* Excerpt provided:
Photo by Paolo Feser on Unsplash

YAK2

Did we really need Yet Another Kubernetes Kickstart (YAKK –> YAK2) script to nearly automatically deploy a K8S cluster? Didn’t we already have enough alternatives (you can search on Google to find tons of examples) to setup a demo/lab/test/POC environment? Probably yes, nevertheless…

I created mine. It all started as self-practice to learn how to setup Kubernetes using kubeadm, then it evolved into something more structured and – in the end – I eventually decided to share it with anyone who may benefit from it.

The starting point was using a given Linux distro we – when we deal with VMware products – know very well: Photon OS, “a Linux based, open source, security-hardened, enterprise grade appliance operating system that is purpose built for Cloud and Edge applications” (the description was promising).

Download the script from GitHub…

Topology & Components

The typical, recommended topology will be comprised of:

  • 1x K8S Control Plane node
  • 3x K8s Worker Nodes (but they can be as many as you like)
  • 1x NFS Server to support dynamic K8S Persistent Volumes delivery based on a Storage Class

Main components installed will include:

VM Template Preparation

  • Get the latest copy of VMware Photon OS 5 (.ova format).

* Assignment:
Repeat the stretch of the YAK2 excerpt from "The typical, recommended" through "5 (.ova format).", swapping in "Storage Server" wherever "NFS Server" appears. These rows come from a separate source.

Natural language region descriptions
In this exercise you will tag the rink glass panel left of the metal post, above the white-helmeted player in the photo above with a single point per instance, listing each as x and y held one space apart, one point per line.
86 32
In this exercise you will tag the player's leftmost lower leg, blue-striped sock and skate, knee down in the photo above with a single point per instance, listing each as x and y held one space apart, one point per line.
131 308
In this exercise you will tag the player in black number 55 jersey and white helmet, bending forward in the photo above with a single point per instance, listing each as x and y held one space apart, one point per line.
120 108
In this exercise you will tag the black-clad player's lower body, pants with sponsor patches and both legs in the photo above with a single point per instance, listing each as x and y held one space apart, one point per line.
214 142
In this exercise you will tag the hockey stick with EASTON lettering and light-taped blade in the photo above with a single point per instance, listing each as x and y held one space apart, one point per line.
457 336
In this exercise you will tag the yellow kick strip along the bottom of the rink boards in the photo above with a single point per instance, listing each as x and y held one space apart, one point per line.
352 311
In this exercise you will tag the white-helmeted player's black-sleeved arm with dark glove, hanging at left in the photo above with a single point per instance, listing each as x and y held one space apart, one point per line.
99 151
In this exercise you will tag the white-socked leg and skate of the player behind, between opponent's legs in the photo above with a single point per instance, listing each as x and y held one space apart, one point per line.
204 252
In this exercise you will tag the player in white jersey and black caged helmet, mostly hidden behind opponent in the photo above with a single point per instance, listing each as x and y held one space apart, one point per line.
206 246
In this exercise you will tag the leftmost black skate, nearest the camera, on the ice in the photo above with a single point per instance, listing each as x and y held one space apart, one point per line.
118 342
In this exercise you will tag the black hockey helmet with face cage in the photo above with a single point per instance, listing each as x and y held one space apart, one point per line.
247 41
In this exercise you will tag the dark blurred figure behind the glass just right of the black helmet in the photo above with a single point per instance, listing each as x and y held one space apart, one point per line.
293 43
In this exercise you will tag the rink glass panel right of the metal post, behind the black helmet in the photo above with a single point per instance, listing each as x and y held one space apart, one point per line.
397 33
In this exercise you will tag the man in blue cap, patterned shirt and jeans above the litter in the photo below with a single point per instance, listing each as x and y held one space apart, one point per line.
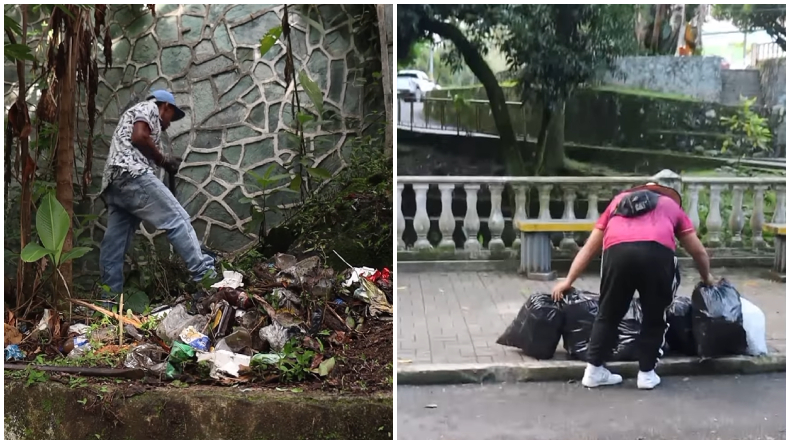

* Response area:
The typical, recommended topology will be comprised of:

  • 1x K8S Control Plane node
  • 3x K8s Worker Nodes (but they can be as many as you like)
  • 1x Storage Server to support dynamic K8S Persistent Volumes delivery based on a Storage Class

Main components installed will include:

VM Template Preparation

  • Get the latest copy of VMware Photon OS 5 (.ova format).